All of the entries below are to be copied word for word.

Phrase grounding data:
——————————

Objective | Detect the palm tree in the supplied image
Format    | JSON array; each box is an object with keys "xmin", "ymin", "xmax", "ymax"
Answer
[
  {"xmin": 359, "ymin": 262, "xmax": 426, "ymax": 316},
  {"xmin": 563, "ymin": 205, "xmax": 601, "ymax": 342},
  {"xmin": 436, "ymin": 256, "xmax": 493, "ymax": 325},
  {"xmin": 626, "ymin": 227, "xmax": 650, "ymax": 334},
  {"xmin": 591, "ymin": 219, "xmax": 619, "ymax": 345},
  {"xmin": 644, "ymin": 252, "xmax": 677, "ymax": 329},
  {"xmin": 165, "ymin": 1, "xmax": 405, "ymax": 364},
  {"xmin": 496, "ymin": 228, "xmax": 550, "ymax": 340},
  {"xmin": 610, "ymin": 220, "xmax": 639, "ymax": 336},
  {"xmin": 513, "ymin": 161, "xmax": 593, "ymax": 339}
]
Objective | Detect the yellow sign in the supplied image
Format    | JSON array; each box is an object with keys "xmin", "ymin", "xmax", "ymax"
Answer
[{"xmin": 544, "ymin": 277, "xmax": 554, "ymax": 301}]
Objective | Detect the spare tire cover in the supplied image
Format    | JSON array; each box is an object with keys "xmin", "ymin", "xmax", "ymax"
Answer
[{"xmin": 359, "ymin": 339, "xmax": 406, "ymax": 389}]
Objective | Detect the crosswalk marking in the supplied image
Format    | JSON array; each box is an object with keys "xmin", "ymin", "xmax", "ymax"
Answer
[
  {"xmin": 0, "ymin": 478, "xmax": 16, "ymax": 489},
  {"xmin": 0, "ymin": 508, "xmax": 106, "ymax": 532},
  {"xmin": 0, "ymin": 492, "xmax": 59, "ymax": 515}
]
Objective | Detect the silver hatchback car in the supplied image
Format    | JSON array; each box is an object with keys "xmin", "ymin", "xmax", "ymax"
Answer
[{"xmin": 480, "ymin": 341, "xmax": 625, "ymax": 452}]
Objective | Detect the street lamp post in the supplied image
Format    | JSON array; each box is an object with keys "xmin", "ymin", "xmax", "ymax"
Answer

——————————

▶ [Solution to the exercise]:
Objective | Detect the palm tree in the supplied image
Format    | JSON array; each box is an object with keys "xmin", "ymin", "xmax", "ymax"
Answer
[
  {"xmin": 359, "ymin": 262, "xmax": 426, "ymax": 316},
  {"xmin": 563, "ymin": 205, "xmax": 601, "ymax": 342},
  {"xmin": 436, "ymin": 256, "xmax": 493, "ymax": 325},
  {"xmin": 626, "ymin": 227, "xmax": 650, "ymax": 334},
  {"xmin": 591, "ymin": 219, "xmax": 619, "ymax": 345},
  {"xmin": 644, "ymin": 252, "xmax": 677, "ymax": 329},
  {"xmin": 165, "ymin": 1, "xmax": 405, "ymax": 364},
  {"xmin": 496, "ymin": 228, "xmax": 550, "ymax": 340},
  {"xmin": 610, "ymin": 220, "xmax": 639, "ymax": 336},
  {"xmin": 513, "ymin": 161, "xmax": 593, "ymax": 339}
]
Objective | Detect the yellow sign in the supplied image
Format    | JSON array; each box is an object with keys "xmin", "ymin", "xmax", "ymax"
Answer
[{"xmin": 544, "ymin": 277, "xmax": 554, "ymax": 301}]
Objective | Detect the spare tire cover in the supplied image
Format    | JSON array; each box is an object with keys "xmin", "ymin", "xmax", "ymax"
Answer
[{"xmin": 359, "ymin": 339, "xmax": 406, "ymax": 389}]
Objective | Detect the crosswalk marking in the supplied image
Format    | JSON array; each box is an object with keys "xmin", "ymin", "xmax", "ymax"
Answer
[
  {"xmin": 0, "ymin": 478, "xmax": 16, "ymax": 489},
  {"xmin": 0, "ymin": 508, "xmax": 106, "ymax": 532},
  {"xmin": 0, "ymin": 492, "xmax": 59, "ymax": 515}
]
Objective | Detect the silver hatchback car in the supplied image
Format    | JSON array; each box is an object with keys "xmin", "ymin", "xmax", "ymax"
Answer
[{"xmin": 480, "ymin": 341, "xmax": 625, "ymax": 452}]
Objective | Detect the street lamp post in the supplied image
Format    | JSON array; each box is an object with keys "xmin", "ymin", "xmax", "ymax"
Answer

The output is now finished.